[[ Extracted material, beginning ]]

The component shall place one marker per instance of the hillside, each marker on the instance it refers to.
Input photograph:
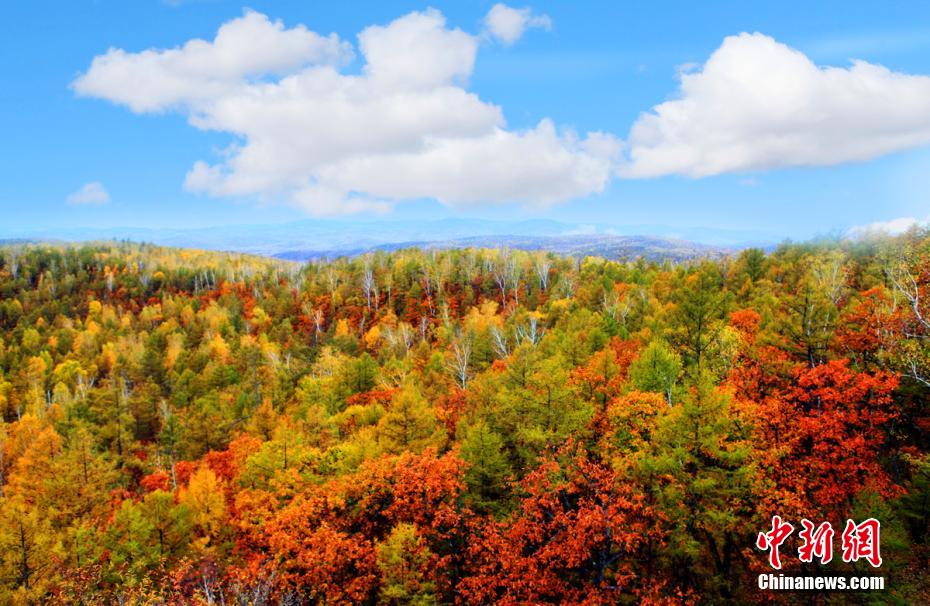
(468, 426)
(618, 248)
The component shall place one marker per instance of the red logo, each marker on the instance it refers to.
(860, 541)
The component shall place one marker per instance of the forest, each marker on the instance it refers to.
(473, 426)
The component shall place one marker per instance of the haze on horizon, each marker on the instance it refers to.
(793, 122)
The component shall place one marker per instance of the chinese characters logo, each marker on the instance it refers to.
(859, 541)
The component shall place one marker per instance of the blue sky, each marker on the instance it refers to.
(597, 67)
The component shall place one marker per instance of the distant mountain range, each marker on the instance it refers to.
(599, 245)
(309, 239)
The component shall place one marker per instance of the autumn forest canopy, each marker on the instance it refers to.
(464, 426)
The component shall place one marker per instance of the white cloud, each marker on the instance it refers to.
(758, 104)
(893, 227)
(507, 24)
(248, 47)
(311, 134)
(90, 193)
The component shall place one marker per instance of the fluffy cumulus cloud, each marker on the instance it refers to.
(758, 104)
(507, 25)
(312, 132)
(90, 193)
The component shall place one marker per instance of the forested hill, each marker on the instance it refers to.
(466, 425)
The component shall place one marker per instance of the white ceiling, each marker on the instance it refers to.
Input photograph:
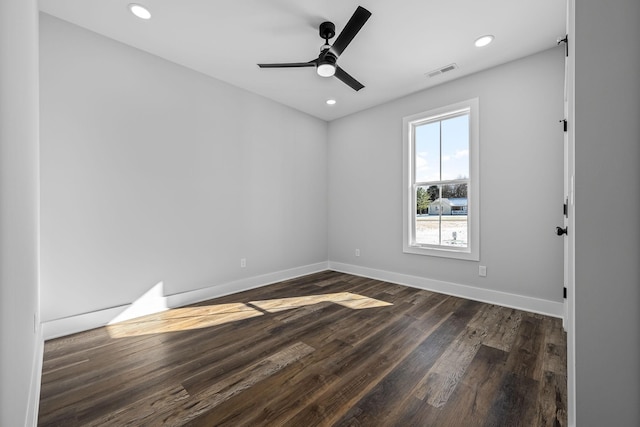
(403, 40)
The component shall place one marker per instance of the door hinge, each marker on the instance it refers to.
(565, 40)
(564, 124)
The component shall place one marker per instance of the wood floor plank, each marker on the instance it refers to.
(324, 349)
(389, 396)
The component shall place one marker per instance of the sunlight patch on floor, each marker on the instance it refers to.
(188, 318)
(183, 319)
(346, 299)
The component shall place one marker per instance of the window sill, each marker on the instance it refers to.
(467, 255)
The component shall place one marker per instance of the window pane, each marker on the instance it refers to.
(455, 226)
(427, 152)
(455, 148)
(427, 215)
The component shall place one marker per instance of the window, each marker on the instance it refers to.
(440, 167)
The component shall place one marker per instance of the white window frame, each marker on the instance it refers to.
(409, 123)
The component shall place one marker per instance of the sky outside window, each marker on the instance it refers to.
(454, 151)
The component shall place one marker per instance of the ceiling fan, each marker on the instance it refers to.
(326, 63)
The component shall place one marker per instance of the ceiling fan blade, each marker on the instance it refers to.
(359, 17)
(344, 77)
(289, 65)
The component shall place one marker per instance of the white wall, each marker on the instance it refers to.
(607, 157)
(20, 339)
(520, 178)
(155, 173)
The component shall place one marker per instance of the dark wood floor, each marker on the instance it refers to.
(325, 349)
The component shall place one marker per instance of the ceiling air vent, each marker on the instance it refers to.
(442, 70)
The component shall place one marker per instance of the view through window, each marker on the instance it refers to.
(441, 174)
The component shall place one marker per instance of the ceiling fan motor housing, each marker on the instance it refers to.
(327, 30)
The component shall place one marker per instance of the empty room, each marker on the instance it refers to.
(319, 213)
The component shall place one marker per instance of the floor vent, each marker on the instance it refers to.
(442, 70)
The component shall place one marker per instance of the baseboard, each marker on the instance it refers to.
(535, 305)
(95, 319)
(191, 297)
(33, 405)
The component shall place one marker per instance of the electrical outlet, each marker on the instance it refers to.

[[ Extracted material, end ]]

About this task:
Leave out the pictures, and write out all the remaining data above exactly.

Result for this task:
The component shall place one marker per instance of the hillside, each marker on the instance it refers to.
Input photograph:
(468, 426)
(618, 248)
The component shall place one marker per instance of the red logo, each marker on the instance it refers to.
(860, 541)
The component shall place one marker per instance of the forest, each marker on the instance it refers to.
(473, 426)
The component shall place one marker per instance of the haze on horizon, each marker on the instance it refers to.
(793, 122)
The component shall place one marker per instance of the chinese characters logo, each marker on the instance it refers to.
(859, 541)
The component shall place one marker per instance of the blue sky, each marker on the instance it refers to.
(597, 67)
The component shall place one marker per instance of the distant mountain range, each marker on the instance it refers to.
(599, 245)
(309, 239)
The component shall place one marker per instance of the autumn forest canopy, each marker on the instance it refers to.
(464, 426)
The component shall place one marker per instance of the white cloud, each marker on the instance it refers to.
(758, 104)
(893, 227)
(507, 24)
(248, 47)
(311, 134)
(90, 193)
The component shall place one marker per instance of the fluffy cumulus cloud, each marker on the instance it refers to.
(758, 104)
(507, 25)
(312, 132)
(90, 193)
The component shall place one marker per instance of the forested hill, each marker on the instance it refers to.
(466, 425)
The component shall place one marker per instance of the white ceiling, each marker on the instance it refers to.
Input photograph:
(403, 40)
The component shall place one marker per instance of the door hinge, each marker on the instance it refers to.
(565, 40)
(564, 124)
The component shall place one marker per instance of the wood floor plank, each marker on the instance it refers to.
(324, 349)
(389, 396)
The component shall place one marker per instance of the sunlight patch on floor, each marker on the instance it refers to.
(188, 318)
(183, 319)
(346, 299)
The component shall place one marker per instance of the window sill, each marker on the instance it refers to.
(467, 255)
The component shall place one marker per instance of the window pane, each marker on the instance it refers to.
(455, 226)
(427, 152)
(455, 148)
(427, 215)
The component shall place one marker per instance of the window, each marker on the instance it refers to.
(440, 167)
The component shall place one marker per instance of the white window frame, each marker on the instance it refers to.
(409, 123)
The component shall place one marker per instance of the sky outside window, each marker on the instance it refers to.
(454, 151)
The component shall place one marker per instance of the ceiling fan, each marker on the instance it refers to.
(326, 63)
The component shall place one marker per instance of the ceiling fan blade, each marker on the instance it refers to.
(359, 17)
(344, 77)
(289, 65)
The component shall place one marker per instance of the white wall, each marker on the instance it refers to.
(607, 157)
(20, 339)
(520, 178)
(155, 173)
The component shall place one marker per instance of the dark wood floor, each marker on the instance it refers to.
(325, 349)
The component shall place one marker per instance of the ceiling air vent, each marker on the instance it refers to.
(442, 70)
The component shall place one marker per instance of the view through window, each marker on the instance it refers to.
(441, 174)
The component shall place one marker per instance of the ceiling fan motor housing, each marker on the instance it refers to.
(327, 30)
The component shall place one marker per instance of the empty room, each marker on the instance it refers to.
(319, 213)
The component shall place one marker per instance of the floor vent, each marker on the instance it refers to.
(442, 70)
The component shall place one marker per instance of the baseboard, each marker on the instance it refers to.
(535, 305)
(95, 319)
(191, 297)
(33, 405)
The component shall place one marker per instance of the electrical outlet, each marker on the instance it refers to.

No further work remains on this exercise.